> **AIM OF THE EXERCISE**
Rewrite the lines from the line with "Outline every instance of the grassy slope." up to and including the line with "38L187 43L204 47L220", replacing "grassy slope" with "grass-covered hillside" and leaving everything else unchanged. Give only those lines.

> **THE DATA**
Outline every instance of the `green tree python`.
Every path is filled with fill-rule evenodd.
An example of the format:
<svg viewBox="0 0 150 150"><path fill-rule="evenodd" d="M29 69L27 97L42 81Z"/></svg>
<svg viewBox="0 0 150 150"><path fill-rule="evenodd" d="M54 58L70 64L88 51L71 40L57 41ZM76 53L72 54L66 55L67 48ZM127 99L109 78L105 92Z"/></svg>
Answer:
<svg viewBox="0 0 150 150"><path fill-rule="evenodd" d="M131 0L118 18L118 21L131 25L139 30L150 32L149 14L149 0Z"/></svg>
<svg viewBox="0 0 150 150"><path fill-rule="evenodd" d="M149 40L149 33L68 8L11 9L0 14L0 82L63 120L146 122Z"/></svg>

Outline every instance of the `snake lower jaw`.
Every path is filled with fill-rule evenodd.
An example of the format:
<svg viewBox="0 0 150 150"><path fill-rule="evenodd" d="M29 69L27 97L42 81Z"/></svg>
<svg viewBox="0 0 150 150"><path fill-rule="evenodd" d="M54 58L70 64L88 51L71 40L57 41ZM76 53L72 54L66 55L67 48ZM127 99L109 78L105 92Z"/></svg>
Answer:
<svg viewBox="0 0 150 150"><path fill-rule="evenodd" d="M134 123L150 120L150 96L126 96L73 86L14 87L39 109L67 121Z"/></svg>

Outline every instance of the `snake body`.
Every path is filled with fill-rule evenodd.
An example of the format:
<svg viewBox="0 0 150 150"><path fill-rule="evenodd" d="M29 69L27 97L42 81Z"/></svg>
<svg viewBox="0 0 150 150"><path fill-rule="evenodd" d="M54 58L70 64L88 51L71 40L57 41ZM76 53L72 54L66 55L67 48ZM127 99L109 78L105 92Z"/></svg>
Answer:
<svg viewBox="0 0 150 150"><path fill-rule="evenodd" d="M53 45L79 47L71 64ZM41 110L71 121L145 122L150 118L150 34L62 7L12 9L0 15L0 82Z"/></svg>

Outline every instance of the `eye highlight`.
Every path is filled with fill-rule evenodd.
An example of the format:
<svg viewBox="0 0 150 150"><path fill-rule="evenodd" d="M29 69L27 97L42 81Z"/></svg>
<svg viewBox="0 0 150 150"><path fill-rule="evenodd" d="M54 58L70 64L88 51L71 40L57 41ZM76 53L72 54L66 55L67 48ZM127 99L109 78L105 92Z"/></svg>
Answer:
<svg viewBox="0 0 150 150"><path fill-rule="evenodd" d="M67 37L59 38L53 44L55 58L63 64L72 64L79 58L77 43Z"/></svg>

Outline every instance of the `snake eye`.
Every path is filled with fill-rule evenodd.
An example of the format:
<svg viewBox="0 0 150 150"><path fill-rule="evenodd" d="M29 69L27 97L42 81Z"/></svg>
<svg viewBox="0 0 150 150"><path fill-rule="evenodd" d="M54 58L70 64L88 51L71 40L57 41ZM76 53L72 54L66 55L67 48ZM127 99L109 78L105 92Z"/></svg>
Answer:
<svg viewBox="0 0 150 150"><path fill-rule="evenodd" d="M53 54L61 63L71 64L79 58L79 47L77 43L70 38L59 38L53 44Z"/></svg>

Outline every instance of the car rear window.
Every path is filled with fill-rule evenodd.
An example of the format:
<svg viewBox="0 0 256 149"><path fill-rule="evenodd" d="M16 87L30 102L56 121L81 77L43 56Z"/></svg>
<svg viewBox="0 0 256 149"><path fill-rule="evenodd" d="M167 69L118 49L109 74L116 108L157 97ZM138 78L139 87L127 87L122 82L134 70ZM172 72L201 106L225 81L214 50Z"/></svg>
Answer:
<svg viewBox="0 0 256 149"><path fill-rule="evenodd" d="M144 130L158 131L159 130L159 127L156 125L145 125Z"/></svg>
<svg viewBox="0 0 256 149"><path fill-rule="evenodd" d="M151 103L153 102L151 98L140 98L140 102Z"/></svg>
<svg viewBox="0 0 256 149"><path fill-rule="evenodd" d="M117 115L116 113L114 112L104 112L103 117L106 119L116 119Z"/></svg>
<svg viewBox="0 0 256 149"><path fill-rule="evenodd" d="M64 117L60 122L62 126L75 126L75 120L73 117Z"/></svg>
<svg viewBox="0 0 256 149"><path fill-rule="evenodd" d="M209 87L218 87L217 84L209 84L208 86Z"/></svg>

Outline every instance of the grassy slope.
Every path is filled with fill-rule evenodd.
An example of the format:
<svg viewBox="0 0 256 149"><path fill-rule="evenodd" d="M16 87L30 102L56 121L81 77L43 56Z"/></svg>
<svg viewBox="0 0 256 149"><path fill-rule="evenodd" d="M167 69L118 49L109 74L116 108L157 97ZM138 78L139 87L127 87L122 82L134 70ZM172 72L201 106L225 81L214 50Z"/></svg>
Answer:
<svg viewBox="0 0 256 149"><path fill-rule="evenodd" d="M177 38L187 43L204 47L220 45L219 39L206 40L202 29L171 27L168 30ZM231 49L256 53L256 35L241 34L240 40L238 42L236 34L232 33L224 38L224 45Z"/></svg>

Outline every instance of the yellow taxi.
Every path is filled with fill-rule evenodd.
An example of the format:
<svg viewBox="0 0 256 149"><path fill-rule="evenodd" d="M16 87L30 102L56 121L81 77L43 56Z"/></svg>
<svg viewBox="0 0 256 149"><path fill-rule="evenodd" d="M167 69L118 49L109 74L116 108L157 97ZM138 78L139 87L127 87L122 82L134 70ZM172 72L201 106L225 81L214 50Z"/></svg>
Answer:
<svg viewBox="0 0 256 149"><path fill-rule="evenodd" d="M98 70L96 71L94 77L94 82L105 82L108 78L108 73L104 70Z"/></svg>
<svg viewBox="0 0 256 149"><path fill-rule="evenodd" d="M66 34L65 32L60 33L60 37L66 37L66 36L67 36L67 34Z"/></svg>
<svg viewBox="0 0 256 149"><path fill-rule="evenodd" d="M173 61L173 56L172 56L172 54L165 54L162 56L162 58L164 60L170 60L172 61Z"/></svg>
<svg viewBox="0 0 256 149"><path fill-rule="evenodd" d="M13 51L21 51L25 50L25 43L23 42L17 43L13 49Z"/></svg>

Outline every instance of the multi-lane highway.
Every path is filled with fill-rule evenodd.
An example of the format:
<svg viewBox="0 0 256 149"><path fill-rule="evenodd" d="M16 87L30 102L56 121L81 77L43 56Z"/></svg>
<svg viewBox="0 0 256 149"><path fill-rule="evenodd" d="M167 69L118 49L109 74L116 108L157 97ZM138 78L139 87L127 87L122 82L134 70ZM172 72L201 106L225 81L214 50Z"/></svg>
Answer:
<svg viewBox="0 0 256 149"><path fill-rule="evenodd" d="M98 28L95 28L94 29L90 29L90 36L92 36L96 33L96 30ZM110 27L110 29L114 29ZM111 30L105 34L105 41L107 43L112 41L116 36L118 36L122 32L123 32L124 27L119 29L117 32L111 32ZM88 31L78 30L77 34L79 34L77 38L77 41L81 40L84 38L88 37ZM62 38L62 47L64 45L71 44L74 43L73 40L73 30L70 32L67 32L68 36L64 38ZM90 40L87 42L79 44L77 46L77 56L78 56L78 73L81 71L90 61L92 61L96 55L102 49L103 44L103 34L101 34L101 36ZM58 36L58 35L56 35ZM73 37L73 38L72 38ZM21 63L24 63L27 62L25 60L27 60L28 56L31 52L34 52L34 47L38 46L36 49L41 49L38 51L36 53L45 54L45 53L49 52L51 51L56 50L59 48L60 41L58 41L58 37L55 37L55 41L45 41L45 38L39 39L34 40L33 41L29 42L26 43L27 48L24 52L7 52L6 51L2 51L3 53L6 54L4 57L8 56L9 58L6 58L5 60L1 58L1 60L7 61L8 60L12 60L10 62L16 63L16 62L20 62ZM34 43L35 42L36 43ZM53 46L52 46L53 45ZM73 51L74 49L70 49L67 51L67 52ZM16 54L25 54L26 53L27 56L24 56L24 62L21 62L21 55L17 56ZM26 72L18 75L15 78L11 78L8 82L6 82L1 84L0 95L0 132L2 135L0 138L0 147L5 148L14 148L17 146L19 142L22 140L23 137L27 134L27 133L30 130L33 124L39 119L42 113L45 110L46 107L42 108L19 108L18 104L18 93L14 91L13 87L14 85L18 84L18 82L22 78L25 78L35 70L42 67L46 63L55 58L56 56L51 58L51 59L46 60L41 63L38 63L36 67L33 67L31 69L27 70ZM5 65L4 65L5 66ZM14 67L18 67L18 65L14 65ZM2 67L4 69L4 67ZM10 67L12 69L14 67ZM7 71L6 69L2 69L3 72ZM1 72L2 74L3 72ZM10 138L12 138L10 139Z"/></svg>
--
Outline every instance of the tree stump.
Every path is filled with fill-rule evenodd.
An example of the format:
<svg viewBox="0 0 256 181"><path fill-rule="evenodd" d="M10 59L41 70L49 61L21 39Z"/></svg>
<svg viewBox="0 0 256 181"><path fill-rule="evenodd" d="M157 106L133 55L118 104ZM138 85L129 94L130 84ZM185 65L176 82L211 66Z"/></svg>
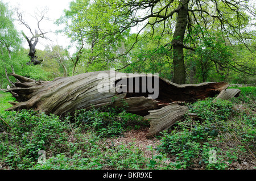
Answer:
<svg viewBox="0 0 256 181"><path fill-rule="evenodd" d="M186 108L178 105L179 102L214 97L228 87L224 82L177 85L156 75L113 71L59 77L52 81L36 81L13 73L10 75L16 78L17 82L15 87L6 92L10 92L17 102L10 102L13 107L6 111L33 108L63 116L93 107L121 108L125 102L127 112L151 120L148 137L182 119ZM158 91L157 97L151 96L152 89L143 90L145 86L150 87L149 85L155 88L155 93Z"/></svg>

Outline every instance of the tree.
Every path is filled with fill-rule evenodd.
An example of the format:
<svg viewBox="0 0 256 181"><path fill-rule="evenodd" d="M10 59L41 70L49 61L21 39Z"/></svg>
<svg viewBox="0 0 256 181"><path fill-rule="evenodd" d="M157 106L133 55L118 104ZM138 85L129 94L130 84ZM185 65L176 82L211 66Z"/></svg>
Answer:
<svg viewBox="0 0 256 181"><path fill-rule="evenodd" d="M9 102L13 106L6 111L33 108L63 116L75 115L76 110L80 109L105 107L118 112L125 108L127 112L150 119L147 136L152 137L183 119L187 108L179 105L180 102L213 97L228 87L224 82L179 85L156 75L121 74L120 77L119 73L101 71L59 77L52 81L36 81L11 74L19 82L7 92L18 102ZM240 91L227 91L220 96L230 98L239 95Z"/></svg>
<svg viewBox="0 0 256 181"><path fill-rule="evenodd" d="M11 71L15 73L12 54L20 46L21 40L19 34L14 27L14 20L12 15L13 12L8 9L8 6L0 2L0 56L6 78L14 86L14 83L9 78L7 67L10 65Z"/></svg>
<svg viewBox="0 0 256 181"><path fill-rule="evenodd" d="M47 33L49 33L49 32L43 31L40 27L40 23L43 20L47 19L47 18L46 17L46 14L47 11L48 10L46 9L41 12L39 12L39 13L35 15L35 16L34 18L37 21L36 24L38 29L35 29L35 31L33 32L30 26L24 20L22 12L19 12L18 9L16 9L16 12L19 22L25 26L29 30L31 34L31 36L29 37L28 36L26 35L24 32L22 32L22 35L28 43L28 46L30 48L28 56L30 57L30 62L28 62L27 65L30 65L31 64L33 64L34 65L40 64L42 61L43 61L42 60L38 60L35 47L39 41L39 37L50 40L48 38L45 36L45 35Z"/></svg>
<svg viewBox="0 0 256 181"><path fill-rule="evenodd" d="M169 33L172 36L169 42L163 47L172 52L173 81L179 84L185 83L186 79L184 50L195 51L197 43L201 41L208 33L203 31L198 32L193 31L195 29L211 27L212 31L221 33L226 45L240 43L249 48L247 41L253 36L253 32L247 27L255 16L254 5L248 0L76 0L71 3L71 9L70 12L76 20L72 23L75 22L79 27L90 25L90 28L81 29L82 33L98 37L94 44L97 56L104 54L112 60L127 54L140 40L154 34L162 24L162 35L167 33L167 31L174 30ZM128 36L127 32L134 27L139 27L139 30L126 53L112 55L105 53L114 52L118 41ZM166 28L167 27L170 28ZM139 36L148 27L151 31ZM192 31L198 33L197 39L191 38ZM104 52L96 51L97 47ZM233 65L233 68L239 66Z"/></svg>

> **RESULT OF THIS EXERCISE**
Outline every instance of the grass-covered hillside.
Every path is filled with fill-rule evenodd.
An example of the format:
<svg viewBox="0 0 256 149"><path fill-rule="evenodd" d="M16 87L30 102L56 121L81 77L43 56Z"/></svg>
<svg viewBox="0 0 256 149"><path fill-rule="evenodd" d="M167 69L118 49L109 74L116 108L157 97ZM138 78L139 87L127 87L122 82L134 70ZM172 72L201 106L225 81L214 50Z"/></svg>
Answer:
<svg viewBox="0 0 256 149"><path fill-rule="evenodd" d="M177 38L187 43L204 47L220 45L219 39L206 40L202 29L171 27L168 30ZM231 49L256 53L256 35L241 34L240 40L238 42L236 34L232 33L224 38L224 45Z"/></svg>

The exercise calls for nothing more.